>> START Input records
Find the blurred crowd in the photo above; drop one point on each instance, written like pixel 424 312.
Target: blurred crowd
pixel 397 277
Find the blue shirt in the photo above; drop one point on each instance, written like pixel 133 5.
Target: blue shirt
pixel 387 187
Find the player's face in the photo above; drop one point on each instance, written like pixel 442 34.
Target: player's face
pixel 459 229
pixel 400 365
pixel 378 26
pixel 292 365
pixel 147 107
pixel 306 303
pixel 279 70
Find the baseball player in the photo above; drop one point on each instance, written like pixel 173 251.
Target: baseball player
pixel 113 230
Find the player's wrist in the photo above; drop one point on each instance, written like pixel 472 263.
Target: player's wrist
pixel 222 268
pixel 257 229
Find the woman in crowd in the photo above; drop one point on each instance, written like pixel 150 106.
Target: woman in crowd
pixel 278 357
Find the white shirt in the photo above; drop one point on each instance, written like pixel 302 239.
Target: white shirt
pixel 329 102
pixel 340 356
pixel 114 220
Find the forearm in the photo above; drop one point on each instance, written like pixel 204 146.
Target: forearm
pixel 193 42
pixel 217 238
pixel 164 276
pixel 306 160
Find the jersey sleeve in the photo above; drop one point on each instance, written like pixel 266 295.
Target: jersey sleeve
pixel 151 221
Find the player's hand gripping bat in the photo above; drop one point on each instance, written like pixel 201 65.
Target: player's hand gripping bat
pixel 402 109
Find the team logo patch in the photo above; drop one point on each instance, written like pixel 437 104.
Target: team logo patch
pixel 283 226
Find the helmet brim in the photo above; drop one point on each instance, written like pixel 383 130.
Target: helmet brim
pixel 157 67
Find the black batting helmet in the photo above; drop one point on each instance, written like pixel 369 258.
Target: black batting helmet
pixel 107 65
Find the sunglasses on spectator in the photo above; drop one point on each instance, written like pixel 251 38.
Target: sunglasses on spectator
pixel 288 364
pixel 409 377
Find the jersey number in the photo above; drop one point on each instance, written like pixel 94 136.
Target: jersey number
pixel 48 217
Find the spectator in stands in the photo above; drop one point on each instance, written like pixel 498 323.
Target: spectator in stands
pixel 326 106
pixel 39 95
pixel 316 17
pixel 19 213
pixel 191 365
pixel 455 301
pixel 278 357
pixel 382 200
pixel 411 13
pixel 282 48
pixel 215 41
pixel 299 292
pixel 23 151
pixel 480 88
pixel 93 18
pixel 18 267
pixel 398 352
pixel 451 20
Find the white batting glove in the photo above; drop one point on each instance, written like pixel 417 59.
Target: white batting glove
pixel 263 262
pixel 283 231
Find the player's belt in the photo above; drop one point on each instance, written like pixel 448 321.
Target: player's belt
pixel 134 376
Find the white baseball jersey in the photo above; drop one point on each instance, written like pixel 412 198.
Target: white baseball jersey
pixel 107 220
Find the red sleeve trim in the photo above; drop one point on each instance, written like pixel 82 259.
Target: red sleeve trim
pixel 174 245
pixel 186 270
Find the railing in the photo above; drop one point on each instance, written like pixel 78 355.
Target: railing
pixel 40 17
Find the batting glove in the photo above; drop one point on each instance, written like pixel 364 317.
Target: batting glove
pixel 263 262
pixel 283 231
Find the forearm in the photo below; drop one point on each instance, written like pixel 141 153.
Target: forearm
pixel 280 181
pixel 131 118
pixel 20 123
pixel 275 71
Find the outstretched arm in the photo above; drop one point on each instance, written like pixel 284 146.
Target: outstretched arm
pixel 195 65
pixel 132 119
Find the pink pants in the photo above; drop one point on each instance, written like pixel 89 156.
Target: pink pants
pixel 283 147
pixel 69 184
>> END Input records
*Directions for this task:* Rewrite every line of the entries above as a single numbered list, leaving out any blank lines.

*Final result:*
1. Find the blurred crowd in the photo above; drop one point on each instance, written like pixel 424 312.
2. Target: blurred crowd
3. pixel 397 277
4. Find the blue shirt in the photo above; drop one point on each instance, written like pixel 133 5.
5. Target: blue shirt
6. pixel 387 187
7. Find the player's face in the photo above; drop one point on each instance, written like pixel 442 34.
8. Target: player's face
9. pixel 459 229
10. pixel 400 365
11. pixel 378 26
12. pixel 292 365
13. pixel 147 107
14. pixel 306 303
15. pixel 279 70
16. Find the baseball player in the photo above; drop one point on each instance, written like pixel 173 251.
17. Target: baseball player
18. pixel 113 230
19. Find the player's wrist in the photo above; drop one point on each instance, written like pixel 472 263.
20. Target: player's wrist
21. pixel 222 268
22. pixel 257 229
23. Find the woman in crowd in the photo above; drop one point on each instance, written like pixel 150 106.
24. Target: woman in crowd
25. pixel 278 357
26. Find the white shirt in the photo above; drop one point on each instance, written like pixel 302 239.
27. Target: white shirt
28. pixel 329 102
29. pixel 340 356
30. pixel 114 220
31. Find the forearm in the photo above; drop one point on each instance, written like pixel 204 146.
32. Target: forearm
33. pixel 193 42
34. pixel 217 238
35. pixel 164 276
36. pixel 306 160
37. Find the jersey sleeve in the photo above; drop one point on each instance, written like pixel 266 295.
38. Target: jersey sleeve
39. pixel 151 221
40. Find the player's hand gripping bat in the photo above; drop one point on each instance, written like pixel 201 65.
41. Target: player's hand gripping bat
42. pixel 402 109
43. Find the team logo patch in the photo above; drop one point on each instance, written like pixel 437 104.
44. Target: team logo patch
45. pixel 283 226
46. Find the helmet brim in the photo above; drop one point on each instance, written like pixel 383 130.
47. Target: helmet brim
48. pixel 157 67
49. Find the black batting helmet in the photo above; drop one point on each instance, written like pixel 369 258.
50. Target: black batting helmet
51. pixel 107 65
52. Find the sunglasses on spectator in the photo above; drop one point on each instance, written like pixel 251 38.
53. Target: sunglasses on spectator
54. pixel 288 364
55. pixel 409 377
56. Find the jersey number in the photo above; drop one point on each instance, written like pixel 94 136.
57. Target: jersey number
58. pixel 48 217
59. Find the spectator in stands in the photo above; drop one point on each instance, written like pixel 498 323.
60. Target: spectator in stands
61. pixel 326 106
62. pixel 39 95
63. pixel 316 17
64. pixel 19 213
65. pixel 191 365
66. pixel 455 301
67. pixel 278 357
68. pixel 382 200
69. pixel 411 13
70. pixel 282 48
71. pixel 215 41
72. pixel 299 292
73. pixel 23 151
74. pixel 480 88
75. pixel 93 18
76. pixel 18 267
77. pixel 398 352
78. pixel 451 20
79. Find the white batting glove in the photo above; drop one point on each instance, written like pixel 417 59.
80. Target: white batting glove
81. pixel 263 262
82. pixel 283 231
83. Find the player's belt in the photo above; drop one point on each instance, written like pixel 448 321.
84. Target: player's belt
85. pixel 134 376
86. Find the white baseball jersey in the photo above; drop one point on each instance, written like pixel 412 198.
87. Target: white baseball jersey
88. pixel 107 220
89. Find the red sleeve trim in the photo above; drop one point on each instance, written like pixel 82 259.
90. Target: red sleeve trim
91. pixel 174 245
92. pixel 186 270
93. Find the railing in the photo above; drop one point on each instance, written like pixel 78 355.
94. Target: railing
95. pixel 40 17
96. Find the batting glove in the photo above; drop one point on each instance, written like pixel 364 317.
97. Target: batting glove
98. pixel 263 262
99. pixel 283 231
100. Find the forearm in the photo below; drop one point on each instance, written like pixel 141 153.
101. Target: forearm
102. pixel 280 181
103. pixel 131 118
104. pixel 20 123
105. pixel 275 71
106. Find the outstretched arm in the photo above; drop one point on each instance, written like pixel 284 146.
107. Target: outstretched arm
108. pixel 195 65
109. pixel 132 119
110. Find the pink pants in the photo above; drop one point on each instance, written like pixel 89 156.
111. Target: pink pants
112. pixel 283 147
113. pixel 69 184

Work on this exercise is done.